[DATA FOR THE TASK]:
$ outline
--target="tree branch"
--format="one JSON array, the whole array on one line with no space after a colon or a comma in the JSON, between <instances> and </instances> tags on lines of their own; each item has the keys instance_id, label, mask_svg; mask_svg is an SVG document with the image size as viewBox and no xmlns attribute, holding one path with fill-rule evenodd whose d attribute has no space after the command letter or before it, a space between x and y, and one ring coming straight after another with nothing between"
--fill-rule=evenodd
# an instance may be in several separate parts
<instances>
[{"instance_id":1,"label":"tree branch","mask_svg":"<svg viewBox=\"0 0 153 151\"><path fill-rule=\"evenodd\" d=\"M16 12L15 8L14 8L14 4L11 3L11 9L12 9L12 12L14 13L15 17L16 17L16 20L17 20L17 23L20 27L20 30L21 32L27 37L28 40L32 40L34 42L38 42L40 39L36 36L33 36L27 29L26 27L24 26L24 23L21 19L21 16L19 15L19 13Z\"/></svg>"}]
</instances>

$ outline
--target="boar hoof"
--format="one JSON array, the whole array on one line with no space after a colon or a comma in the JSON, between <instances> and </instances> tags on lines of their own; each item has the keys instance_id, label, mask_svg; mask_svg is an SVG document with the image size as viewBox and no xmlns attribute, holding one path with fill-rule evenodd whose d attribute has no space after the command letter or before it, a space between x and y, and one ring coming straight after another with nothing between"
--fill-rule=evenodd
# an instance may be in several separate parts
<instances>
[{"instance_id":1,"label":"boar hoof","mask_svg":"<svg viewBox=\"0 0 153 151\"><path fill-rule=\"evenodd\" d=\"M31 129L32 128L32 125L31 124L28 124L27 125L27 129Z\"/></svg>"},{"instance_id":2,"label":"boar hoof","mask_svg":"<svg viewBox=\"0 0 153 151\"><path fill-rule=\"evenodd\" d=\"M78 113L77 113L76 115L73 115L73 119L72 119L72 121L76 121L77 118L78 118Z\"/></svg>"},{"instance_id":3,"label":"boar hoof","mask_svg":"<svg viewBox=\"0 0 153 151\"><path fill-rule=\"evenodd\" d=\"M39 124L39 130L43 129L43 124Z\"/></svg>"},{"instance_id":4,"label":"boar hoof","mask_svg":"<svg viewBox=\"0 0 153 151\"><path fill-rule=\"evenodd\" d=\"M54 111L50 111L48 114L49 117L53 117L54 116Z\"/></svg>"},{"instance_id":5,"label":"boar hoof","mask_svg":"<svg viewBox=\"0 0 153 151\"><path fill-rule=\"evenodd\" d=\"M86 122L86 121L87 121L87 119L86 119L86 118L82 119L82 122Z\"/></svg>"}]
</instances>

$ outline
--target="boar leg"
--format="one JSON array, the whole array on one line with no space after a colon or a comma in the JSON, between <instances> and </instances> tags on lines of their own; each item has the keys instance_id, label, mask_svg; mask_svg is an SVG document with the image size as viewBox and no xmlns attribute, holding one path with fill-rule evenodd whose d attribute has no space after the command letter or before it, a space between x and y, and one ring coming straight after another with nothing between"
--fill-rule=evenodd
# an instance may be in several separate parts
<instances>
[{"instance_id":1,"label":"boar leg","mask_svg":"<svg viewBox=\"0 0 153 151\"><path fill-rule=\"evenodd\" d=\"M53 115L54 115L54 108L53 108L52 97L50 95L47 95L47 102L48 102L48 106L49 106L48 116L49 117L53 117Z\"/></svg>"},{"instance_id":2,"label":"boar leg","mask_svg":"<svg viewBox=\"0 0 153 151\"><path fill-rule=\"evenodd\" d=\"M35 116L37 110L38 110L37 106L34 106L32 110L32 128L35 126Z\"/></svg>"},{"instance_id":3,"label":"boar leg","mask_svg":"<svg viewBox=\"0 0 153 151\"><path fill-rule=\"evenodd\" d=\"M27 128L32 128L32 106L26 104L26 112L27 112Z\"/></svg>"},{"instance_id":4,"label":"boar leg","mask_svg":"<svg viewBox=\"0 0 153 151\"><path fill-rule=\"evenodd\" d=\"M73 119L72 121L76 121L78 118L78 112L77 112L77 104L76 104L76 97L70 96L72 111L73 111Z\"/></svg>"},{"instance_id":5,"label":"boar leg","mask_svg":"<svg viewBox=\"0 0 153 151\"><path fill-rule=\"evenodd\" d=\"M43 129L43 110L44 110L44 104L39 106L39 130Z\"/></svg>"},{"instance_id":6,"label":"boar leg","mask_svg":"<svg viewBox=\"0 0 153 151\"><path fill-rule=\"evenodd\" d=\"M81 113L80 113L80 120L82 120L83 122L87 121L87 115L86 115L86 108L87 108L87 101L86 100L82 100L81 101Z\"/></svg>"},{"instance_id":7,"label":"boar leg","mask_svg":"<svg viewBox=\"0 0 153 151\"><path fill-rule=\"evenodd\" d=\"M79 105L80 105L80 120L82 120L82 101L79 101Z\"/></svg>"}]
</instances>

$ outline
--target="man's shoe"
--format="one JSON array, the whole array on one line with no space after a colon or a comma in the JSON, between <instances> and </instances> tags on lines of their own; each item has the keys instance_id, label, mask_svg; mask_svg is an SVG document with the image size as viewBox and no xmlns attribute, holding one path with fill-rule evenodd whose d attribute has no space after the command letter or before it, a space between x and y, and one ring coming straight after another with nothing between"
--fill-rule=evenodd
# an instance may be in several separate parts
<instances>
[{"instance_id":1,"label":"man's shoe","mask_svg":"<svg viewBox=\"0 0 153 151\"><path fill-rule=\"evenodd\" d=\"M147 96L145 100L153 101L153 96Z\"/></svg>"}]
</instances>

[REQUEST]: Extract each line of the data above that contains the string "target". Case counts: uppercase and lowercase letters are not interchangeable.

[COMPLETED TASK]:
--target="tree branch"
--target="boar hoof"
--target="boar leg"
--target="man's shoe"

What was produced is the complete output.